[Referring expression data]
........
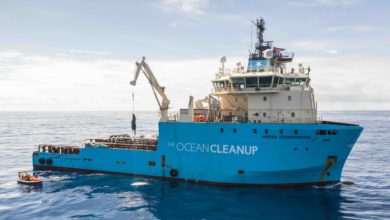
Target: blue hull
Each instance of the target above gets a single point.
(241, 154)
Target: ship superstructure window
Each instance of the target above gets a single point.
(252, 82)
(221, 85)
(276, 81)
(265, 81)
(300, 81)
(238, 83)
(288, 81)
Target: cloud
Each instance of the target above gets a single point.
(86, 52)
(350, 82)
(187, 6)
(312, 45)
(354, 28)
(338, 2)
(63, 83)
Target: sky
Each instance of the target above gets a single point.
(80, 55)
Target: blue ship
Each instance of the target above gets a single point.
(259, 127)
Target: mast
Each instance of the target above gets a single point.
(260, 28)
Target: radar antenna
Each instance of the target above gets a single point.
(260, 25)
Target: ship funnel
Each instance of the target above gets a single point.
(268, 54)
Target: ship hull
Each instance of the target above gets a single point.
(239, 154)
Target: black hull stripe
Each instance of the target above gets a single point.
(289, 185)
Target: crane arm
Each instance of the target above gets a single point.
(164, 104)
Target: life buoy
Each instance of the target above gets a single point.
(174, 173)
(41, 161)
(49, 161)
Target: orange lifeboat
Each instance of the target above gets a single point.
(27, 179)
........
Whenever a line in the data holds "hull", copy that line.

Target: blue hull
Target: ship hull
Target: black hull stripe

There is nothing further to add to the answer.